Named-object pointing lines:
···

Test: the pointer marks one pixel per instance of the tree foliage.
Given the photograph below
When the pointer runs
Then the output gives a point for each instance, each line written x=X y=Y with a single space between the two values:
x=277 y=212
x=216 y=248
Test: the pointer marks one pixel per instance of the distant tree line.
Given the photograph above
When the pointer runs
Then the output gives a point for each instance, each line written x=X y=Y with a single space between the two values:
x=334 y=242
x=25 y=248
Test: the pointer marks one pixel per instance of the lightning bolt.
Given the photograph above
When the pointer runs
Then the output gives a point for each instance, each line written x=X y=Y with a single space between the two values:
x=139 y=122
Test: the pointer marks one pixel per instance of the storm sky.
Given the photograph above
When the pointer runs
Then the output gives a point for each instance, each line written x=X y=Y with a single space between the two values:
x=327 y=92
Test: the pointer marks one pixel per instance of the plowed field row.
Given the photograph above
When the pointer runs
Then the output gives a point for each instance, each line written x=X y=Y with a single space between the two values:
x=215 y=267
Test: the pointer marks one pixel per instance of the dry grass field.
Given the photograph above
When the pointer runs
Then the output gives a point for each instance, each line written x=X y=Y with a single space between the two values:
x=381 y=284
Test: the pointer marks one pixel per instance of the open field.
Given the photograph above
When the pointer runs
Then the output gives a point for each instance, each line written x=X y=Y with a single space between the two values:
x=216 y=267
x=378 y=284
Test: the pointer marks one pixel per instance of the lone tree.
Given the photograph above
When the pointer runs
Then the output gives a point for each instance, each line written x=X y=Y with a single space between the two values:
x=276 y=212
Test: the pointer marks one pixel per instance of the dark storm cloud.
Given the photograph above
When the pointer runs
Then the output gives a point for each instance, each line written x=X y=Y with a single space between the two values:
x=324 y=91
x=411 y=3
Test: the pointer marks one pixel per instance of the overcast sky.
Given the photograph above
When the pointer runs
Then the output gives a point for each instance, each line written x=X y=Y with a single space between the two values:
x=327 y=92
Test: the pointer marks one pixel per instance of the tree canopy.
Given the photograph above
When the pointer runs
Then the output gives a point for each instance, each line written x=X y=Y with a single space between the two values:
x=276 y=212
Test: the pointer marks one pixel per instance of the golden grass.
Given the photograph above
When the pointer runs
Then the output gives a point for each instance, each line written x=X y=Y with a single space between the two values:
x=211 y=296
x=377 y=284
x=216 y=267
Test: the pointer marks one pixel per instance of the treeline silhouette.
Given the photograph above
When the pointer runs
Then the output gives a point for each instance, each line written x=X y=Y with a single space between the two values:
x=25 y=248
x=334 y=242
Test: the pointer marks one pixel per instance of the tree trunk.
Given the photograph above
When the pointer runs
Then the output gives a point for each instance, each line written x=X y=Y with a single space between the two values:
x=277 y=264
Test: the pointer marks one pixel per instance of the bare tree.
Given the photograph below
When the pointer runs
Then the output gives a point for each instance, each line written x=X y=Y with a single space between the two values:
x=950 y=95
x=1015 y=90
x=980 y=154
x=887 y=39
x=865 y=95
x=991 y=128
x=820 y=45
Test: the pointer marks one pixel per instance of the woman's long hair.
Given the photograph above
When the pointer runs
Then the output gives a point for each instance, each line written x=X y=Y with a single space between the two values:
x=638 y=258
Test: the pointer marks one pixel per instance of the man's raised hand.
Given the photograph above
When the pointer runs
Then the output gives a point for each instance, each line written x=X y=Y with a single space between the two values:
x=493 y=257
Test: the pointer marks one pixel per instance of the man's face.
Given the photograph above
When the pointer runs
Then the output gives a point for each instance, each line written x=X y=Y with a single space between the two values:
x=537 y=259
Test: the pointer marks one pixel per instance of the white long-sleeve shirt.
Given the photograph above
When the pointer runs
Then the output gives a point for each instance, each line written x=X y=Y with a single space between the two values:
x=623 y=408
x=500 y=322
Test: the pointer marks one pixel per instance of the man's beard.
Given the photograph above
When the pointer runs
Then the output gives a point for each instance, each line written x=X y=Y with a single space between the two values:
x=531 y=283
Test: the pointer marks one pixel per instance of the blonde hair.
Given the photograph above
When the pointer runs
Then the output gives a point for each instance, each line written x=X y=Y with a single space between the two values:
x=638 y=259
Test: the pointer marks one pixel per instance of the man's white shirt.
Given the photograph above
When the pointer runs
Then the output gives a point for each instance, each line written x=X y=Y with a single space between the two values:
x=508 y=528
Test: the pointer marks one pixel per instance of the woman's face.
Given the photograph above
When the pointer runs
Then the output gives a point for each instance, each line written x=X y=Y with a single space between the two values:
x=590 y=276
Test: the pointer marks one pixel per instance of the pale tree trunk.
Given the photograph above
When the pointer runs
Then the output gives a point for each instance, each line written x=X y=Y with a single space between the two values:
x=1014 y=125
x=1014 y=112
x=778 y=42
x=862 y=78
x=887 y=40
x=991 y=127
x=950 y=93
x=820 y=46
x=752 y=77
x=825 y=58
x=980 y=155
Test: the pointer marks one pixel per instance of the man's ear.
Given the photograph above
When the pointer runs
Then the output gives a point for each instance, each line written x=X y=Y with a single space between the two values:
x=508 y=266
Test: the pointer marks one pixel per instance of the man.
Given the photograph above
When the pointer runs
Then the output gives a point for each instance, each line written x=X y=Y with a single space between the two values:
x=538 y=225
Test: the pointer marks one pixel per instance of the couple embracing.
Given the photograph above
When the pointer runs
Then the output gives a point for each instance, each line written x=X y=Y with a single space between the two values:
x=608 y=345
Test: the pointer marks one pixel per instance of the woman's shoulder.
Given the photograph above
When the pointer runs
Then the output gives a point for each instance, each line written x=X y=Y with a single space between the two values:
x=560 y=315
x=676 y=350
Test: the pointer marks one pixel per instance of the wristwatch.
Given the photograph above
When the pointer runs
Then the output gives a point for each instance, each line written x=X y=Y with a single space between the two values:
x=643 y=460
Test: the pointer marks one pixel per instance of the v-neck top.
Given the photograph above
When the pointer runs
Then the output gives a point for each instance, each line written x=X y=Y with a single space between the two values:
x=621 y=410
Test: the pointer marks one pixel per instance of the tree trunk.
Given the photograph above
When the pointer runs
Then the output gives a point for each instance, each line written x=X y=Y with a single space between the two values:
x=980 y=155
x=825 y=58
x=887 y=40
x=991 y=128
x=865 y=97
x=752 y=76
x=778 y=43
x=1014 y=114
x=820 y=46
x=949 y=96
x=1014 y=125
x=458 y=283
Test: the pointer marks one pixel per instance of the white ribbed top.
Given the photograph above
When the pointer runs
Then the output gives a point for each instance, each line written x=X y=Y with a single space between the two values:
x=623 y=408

···

● PROBLEM STATEMENT
Put the lines from the line with "Test: the pointer marks one pixel per instance of the man." up to and including the line with "x=538 y=225" into a two-column CSV with the headers text and answer. Put the wording in text and the point in answer, each as one quoted field with line breaks turned into spaces.

● SOLVED EXERCISE
text,answer
"Test: the pointer marks one pixel per instance of the man. Given the photograph above When the pointer runs Then the output gives a point for each instance, each line written x=X y=Y with a single space between the two values:","x=538 y=225"